■ Série d'exercices:
[1] Recopiez sans modification le passage de l'extrait sur le financement du développement africain, de « Jean-Claude Kassi Brou, gouverneur » à « ces financements innovants. ».
[2] Répondez aux questions suivantes à l'aide de l'extrait sur le financement du développement africain.
(a) Lors de quel événement quatre gouverneurs de banques centrales ont-ils lancé leur appel à Casablanca ?
(b) Quelle banque centrale Jean-Claude Kassi Brou dirige-t-il ?
(c) Sur les dépôts de qui les banques africaines s'appuient-elles encore trop massivement ?
[3] Rédigez la suite de l'extrait sur le financement du développement africain, en commençant juste après sa dernière phrase.
── Extrait proposé ──
Casablanca a récemment été le théâtre d’un message fort et unanime de la part des gardiens de la stabilité financière du continent. Lors du Sommet financier africain, quatre gouverneurs de banques centrales ont lancé un appel retentissant : l’Afrique doit désormais se tourner résolument vers ses propres ressources pour financer son développement, et s’affranchir de sa dépendance historique aux capitaux extérieurs. L’avenir économique du continent, ont-ils martelé, repose sur ses propres forces : l’épargne de ses citoyens, la solidité de ses institutions et son formidable potentiel d’innovation.
Finis les Dépôts à Court Terme : Quelle Voie vers une Épargne Durable ?
Jean-Claude Kassi Brou, gouverneur de la Banque centrale des États de l’Afrique de l’Ouest (BCEAO), a mis en lumière un constat préoccupant : les banques africaines s’appuient encore trop massivement sur les dépôts émanant des gouvernements et des grandes entreprises. Il a ainsi encouragé les institutions financières à faire preuve de plus de créativité pour mobiliser des ressources à long terme. Les pistes existent bel et bien, a-t-il souligné : les fonds de pension, les compagnies d’assurance et les capitaux générés par la diaspora africaine représentent des leviers majeurs encore sous-exploités. Mieux encore, les régulateurs se montrent ouverts à l’adaptation des cadres juridiques pour accompagner les banques qui oseront structurer ces financements innovants.
───
── Données fournies ──
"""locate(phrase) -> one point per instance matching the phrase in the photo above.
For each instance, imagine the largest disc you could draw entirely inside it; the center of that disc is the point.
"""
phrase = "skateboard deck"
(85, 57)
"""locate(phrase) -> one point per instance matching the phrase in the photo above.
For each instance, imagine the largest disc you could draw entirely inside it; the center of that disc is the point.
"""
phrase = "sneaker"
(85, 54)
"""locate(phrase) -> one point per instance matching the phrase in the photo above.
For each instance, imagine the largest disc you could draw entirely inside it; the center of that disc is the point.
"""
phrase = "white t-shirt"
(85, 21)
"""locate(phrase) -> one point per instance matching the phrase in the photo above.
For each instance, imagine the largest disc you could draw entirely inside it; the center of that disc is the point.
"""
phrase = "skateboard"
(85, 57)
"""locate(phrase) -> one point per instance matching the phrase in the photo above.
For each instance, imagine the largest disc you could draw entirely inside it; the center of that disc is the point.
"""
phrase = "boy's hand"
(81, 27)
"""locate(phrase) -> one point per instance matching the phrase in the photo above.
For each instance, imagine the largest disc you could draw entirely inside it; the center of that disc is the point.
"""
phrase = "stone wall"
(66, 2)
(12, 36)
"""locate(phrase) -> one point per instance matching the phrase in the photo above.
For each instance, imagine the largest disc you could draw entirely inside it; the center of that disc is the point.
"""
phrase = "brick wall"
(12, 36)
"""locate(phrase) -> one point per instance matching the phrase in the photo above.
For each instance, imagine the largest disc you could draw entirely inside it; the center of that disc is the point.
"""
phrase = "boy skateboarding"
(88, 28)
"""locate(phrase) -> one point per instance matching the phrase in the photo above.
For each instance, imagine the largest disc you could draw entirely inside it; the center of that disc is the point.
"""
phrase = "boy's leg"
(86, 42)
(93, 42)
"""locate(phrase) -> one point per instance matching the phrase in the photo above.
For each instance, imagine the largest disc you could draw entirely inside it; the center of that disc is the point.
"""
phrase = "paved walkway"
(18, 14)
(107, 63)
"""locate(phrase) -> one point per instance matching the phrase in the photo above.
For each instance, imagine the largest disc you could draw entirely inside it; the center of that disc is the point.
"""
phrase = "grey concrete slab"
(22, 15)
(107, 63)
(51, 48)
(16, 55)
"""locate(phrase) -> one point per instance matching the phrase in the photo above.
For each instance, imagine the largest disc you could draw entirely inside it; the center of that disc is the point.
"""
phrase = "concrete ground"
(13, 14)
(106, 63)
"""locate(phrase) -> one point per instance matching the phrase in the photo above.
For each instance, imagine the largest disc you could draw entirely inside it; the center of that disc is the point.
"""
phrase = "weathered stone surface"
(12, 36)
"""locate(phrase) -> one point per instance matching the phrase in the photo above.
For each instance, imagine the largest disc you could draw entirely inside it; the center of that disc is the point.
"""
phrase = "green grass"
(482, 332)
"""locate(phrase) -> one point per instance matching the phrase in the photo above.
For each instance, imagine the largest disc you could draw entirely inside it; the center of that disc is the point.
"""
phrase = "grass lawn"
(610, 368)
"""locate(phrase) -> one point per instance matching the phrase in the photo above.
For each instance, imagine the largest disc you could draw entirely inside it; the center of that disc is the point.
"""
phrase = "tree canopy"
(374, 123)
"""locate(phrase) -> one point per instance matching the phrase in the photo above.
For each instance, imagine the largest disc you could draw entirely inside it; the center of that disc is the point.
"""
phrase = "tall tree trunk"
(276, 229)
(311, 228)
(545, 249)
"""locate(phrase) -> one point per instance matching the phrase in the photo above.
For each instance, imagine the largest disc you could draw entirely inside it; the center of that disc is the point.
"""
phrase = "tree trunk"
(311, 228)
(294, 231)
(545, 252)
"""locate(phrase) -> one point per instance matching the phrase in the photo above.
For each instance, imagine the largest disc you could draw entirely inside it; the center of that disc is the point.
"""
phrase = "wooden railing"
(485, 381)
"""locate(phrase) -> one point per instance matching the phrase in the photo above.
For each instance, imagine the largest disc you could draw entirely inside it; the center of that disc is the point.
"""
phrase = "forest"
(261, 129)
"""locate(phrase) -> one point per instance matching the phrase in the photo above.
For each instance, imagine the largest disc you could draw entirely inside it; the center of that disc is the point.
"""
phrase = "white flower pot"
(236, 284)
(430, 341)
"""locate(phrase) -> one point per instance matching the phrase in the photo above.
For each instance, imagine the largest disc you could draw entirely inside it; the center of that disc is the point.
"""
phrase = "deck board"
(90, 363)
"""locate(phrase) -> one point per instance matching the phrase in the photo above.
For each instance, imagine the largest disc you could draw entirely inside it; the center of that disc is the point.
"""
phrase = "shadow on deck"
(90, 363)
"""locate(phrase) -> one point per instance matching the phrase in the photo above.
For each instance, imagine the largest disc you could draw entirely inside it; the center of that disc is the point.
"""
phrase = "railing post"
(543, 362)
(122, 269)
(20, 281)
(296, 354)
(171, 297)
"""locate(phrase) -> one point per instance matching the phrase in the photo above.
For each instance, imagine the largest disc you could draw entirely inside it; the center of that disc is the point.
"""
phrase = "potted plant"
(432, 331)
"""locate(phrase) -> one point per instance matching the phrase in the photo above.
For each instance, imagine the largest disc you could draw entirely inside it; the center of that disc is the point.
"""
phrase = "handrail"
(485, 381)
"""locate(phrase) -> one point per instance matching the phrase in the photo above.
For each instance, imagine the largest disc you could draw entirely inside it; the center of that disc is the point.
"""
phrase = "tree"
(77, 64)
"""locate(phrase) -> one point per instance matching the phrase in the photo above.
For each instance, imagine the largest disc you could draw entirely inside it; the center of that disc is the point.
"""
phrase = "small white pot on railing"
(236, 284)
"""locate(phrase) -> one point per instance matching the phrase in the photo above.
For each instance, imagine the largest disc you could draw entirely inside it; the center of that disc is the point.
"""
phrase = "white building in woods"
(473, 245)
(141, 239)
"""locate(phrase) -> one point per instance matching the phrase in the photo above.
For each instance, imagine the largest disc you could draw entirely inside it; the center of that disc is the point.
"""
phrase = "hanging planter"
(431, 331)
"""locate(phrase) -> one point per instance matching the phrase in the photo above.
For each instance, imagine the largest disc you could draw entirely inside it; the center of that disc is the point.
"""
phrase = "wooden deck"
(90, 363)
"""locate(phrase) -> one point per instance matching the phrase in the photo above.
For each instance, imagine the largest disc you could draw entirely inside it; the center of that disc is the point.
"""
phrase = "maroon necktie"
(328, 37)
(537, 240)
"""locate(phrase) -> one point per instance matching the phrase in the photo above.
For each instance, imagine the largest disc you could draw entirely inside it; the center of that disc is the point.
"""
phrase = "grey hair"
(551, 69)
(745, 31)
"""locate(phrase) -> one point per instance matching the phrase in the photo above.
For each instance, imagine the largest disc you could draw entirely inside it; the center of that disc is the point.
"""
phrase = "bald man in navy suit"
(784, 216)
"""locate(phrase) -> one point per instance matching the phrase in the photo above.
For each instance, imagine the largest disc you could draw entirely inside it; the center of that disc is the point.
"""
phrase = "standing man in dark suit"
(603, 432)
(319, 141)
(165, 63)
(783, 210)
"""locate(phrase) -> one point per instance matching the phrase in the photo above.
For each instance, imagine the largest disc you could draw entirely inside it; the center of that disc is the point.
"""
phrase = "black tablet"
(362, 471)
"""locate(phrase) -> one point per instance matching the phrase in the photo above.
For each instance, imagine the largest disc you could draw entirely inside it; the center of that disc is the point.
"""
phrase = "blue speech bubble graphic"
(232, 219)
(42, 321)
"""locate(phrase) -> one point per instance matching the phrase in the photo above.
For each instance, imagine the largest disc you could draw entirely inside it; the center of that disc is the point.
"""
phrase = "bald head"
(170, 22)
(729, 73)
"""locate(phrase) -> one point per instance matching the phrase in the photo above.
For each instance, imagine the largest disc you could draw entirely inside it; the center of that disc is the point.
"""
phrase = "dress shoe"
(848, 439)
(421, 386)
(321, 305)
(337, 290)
───
■ Corrigé des exercices:
[1]
Jean-Claude Kassi Brou, gouverneur de la Banque centrale des États de l’Afrique de l’Ouest (BCEAO), a mis en lumière un constat préoccupant : les banques africaines s’appuient encore trop massivement sur les dépôts émanant des gouvernements et des grandes entreprises. Il a ainsi encouragé les institutions financières à faire preuve de plus de créativité pour mobiliser des ressources à long terme. Les pistes existent bel et bien, a-t-il souligné : les fonds de pension, les compagnies d’assurance et les capitaux générés par la diaspora africaine représentent des leviers majeurs encore sous-exploités. Mieux encore, les régulateurs se montrent ouverts à l’adaptation des cadres juridiques pour accompagner les banques qui oseront structurer ces financements innovants.

[2]
(a) Lors du Sommet financier africain.
(b) La Banque centrale des États de l'Afrique de l'Ouest (BCEAO).
(c) Sur les dépôts des gouvernements et des grandes entreprises.

[3]
Ce discours trouve un écho frappant dans les chiffres actuels. En Afrique subsaharienne, l’épargne intérieure ne pèse que 16 % du PIB, un chiffre pâle en comparaison de certaines économies asiatiques où elle dépasse les 30 %. Cette réalité limite mécaniquement la marge de manœuvre pour les investissements de longue haleine. Certes, le dynamisme n’est pas absent : en 2021, les actifs bancaires représentaient plus de 40 % du PIB régional. La question cruciale qui se pose désormais est celle de l’utilisation de ces actifs. Sont-ils dirigés vers des projets porteurs de développement productif, ou restent-ils sagement immobilisés dans des dépôts à faible retour sur investissement ?
La Transformation Numérique : Un Accélérateur d’Inclusion et d’Innovation
Au-delà de la mobilisation de l’épargne, les gouverneurs présents ont unanimement souligné le rôle incontournable de la transformation numérique du secteur financier. Manuel Antonio Tiago Dias, gouverneur de la Banque nationale d’Angola, a affirmé que la numérisation est au cœur des prochaines révolutions en matière d’inclusion financière. La banque centrale angolaise, a-t-il détaillé, intègre déjà l’intelligence artificielle dans ses outils de supervision et finalise un cadre réglementaire dédié à la cybersécurité bancaire. L’idée est claire : les banques commerciales ne peuvent attendre passivement que les régulateurs initient le mouvement. Les superviseurs doivent, par conséquent, évoluer au même rythme que l’innovation.
D’autres nations africaines avancent à marche forcée sur ces fronts stratégiques. Le Kenya développe un système de paiement instantané universel, tandis que le Nigeria finalise un cadre d’open banking. Au Congo, le gouverneur André Wameso voit dans les nouvelles technologies une opportunité unique de contourner les modèles industriels traditionnels. Grâce à des solutions comme Starlink, les pays africains n’ont plus à attendre des décennies pour bâtir une infrastructure numérique robuste, ouvrant ainsi de nouvelles perspectives de développement rapides.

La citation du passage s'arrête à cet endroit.